(Dataset entries)
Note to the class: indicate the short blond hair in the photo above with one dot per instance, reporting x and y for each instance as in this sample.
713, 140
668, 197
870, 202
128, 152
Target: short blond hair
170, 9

EXERCISE DIRECTIONS: Say every entry again, exactly as it reads.

RESPONSE TO THE TASK:
Note to the class: indicate the short blond hair in the photo above with one dot per instance, reporting x and y for each instance as in this sample.
713, 140
668, 197
870, 202
128, 152
Target: short blond hair
170, 9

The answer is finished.